TASK DIRECTIONS: Find the line that contains "Exercise. Tag the shadow". Repeat that line and all lines following it, exactly, through the end of the listing below.
--- START MATERIAL PROVIDED ---
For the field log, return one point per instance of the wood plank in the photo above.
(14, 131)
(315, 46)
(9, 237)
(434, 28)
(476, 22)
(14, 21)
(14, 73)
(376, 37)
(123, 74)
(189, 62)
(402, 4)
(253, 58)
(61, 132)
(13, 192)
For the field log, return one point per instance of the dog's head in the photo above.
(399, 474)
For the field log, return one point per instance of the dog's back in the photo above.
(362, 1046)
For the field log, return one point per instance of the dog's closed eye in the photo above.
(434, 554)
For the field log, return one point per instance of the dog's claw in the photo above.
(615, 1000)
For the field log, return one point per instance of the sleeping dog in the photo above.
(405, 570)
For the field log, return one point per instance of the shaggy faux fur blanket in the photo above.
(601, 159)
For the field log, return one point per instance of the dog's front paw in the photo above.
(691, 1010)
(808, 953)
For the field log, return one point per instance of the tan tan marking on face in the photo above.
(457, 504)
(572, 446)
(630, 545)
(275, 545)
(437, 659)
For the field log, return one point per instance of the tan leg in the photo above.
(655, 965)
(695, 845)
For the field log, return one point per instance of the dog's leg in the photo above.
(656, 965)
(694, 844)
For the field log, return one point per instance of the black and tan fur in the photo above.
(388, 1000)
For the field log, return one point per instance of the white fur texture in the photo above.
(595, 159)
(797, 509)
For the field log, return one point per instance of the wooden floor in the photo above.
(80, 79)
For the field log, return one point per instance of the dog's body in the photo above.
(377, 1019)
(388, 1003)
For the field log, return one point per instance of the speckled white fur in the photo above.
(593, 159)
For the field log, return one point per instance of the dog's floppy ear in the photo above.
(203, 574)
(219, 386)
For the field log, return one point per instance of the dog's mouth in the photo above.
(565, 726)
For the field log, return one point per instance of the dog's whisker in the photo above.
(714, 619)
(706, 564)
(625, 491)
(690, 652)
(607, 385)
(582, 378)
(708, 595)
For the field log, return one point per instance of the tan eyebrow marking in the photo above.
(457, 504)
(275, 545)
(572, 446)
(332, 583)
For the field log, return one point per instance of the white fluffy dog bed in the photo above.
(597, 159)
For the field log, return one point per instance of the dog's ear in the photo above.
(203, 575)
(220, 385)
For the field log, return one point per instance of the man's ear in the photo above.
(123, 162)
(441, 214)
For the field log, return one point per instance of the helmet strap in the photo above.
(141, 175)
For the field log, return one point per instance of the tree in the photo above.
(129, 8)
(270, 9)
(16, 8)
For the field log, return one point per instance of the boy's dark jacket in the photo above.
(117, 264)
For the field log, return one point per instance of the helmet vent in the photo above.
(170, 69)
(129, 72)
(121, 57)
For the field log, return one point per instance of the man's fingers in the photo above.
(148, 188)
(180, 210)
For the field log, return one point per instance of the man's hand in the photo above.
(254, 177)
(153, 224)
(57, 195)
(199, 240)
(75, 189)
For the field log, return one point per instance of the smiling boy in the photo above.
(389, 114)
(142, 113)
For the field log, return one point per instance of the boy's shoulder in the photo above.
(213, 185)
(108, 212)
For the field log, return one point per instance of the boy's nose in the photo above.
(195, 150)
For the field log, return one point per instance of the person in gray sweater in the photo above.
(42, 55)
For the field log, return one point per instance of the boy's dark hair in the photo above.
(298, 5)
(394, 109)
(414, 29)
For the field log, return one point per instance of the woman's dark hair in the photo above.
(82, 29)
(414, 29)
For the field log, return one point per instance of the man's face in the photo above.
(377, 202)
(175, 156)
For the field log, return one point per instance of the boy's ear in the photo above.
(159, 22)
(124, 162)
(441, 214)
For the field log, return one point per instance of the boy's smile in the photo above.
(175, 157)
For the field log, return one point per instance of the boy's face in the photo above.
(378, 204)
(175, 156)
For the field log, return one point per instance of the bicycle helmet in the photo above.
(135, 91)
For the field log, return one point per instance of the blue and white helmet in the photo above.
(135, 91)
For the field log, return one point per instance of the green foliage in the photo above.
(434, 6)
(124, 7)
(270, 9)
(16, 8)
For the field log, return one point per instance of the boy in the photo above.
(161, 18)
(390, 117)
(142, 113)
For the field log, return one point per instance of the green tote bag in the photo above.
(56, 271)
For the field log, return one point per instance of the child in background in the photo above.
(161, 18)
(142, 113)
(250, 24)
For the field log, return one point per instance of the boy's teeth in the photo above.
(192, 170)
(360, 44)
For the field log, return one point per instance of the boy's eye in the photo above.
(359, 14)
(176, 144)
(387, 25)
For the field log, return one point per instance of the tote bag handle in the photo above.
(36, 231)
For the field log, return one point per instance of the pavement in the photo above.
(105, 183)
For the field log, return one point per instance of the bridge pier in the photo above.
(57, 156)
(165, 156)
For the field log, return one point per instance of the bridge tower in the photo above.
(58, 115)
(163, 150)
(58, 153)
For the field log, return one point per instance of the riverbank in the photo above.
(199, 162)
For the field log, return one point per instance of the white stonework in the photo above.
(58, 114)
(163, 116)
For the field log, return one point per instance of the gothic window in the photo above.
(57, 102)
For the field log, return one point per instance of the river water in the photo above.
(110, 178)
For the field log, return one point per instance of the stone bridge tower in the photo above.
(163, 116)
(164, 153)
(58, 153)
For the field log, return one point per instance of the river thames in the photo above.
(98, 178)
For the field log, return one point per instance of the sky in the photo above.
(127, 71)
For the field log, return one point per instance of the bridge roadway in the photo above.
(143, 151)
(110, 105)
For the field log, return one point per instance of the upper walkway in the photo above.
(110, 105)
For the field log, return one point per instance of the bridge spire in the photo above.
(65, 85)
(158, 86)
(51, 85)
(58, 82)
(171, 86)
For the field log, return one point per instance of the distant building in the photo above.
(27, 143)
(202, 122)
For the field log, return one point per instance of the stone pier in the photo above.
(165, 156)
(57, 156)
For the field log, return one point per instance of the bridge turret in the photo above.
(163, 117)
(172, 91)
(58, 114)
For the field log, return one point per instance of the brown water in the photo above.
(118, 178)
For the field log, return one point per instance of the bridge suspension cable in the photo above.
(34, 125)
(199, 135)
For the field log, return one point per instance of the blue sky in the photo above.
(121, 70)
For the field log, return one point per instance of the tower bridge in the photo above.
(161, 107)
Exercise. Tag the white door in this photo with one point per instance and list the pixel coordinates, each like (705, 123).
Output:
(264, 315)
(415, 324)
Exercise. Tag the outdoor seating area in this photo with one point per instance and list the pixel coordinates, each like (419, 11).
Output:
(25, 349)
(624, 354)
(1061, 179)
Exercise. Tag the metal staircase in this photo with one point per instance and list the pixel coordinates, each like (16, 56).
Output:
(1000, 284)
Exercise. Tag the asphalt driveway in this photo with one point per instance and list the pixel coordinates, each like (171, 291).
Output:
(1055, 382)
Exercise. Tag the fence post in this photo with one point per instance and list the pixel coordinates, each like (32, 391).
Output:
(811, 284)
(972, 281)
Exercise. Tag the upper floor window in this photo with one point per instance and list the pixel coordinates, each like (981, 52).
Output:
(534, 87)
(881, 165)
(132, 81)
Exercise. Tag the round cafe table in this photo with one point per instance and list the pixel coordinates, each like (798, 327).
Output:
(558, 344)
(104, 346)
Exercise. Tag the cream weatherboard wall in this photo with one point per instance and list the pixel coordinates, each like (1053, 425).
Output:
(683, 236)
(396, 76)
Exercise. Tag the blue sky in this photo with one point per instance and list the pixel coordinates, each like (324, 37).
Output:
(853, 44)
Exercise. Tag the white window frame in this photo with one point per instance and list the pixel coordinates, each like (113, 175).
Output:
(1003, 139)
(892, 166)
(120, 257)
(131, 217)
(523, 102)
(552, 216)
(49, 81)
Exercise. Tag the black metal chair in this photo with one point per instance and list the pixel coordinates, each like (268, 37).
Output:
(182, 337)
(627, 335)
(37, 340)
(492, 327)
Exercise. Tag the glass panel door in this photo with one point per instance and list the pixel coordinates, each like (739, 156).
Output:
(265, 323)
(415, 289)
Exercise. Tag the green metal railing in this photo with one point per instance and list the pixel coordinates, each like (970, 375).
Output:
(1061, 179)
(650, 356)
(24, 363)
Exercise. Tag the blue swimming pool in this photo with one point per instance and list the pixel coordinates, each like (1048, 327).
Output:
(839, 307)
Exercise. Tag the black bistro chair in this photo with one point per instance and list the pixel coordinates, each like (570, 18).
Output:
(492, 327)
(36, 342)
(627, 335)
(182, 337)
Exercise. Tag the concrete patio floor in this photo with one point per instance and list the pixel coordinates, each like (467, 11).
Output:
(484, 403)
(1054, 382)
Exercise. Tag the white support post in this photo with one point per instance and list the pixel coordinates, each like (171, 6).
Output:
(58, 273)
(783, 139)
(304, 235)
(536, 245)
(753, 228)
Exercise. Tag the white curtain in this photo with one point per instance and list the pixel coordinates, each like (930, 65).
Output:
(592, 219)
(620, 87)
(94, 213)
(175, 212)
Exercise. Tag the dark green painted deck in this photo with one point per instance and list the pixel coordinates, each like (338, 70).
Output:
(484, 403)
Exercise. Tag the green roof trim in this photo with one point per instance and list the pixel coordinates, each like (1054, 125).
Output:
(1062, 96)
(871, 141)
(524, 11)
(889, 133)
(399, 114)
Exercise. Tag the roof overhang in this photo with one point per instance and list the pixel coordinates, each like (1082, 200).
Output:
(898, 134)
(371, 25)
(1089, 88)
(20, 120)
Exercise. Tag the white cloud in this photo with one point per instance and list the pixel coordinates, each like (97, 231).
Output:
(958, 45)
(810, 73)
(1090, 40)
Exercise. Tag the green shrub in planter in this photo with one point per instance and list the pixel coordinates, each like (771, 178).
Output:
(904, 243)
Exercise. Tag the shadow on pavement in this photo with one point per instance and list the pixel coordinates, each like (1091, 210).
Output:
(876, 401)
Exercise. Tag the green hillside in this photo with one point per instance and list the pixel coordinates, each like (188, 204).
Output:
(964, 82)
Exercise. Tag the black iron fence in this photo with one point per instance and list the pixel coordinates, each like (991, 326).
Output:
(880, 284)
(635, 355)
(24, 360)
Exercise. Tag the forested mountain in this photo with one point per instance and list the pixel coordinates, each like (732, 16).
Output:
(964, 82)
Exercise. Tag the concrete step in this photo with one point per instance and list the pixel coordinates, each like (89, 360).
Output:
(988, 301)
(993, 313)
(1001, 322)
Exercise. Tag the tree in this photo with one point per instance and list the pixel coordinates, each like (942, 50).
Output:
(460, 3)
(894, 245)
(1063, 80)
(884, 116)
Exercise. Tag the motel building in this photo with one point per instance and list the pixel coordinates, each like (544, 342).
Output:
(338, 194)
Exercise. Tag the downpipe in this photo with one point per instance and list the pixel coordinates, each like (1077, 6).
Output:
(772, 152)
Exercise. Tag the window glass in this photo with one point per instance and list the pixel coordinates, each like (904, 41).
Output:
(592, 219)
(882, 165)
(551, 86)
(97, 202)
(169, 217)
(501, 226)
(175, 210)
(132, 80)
--- END MATERIAL PROVIDED ---
RESULT FOR THIS TASK:
Exercise. Tag the shadow on pavement in this photo with one point per instance and list the pixel coordinates, each like (1091, 210).
Output:
(876, 401)
Exercise. Tag the green hillside in this photo with one point per instance and list the pixel coordinates, each like (188, 204).
Output:
(964, 82)
Exercise. Tag the black iron fence in this photo with one point per instance and list the pixel coordinates, each like (991, 326).
Output:
(880, 284)
(635, 355)
(24, 360)
Exercise. Tag the forested mountain in this photo with one point per instance and list the pixel coordinates, each like (732, 16).
Output:
(964, 82)
Exercise. Tag the concrete step in this photo with one point per instance and list the pixel coordinates, each like (89, 360).
Output:
(988, 301)
(993, 313)
(1001, 322)
Exercise. Tag the tree in this photo with one point per instance and list the pixel coordinates, each like (942, 50).
Output:
(460, 3)
(894, 245)
(1063, 80)
(884, 116)
Exercise. Tag the motel building in this photo with one point per instance and list the pixel coordinates, each like (544, 342).
Output:
(338, 194)
Exercise. Tag the downpipe in this photo with one point per instance and list the pixel coordinates, each like (1077, 6).
Output:
(772, 152)
Exercise. Tag the window glass in this photo with one point per instance and list the pixel coordinates, each like (904, 41).
Output:
(592, 219)
(882, 165)
(551, 86)
(97, 202)
(169, 217)
(501, 226)
(175, 210)
(132, 80)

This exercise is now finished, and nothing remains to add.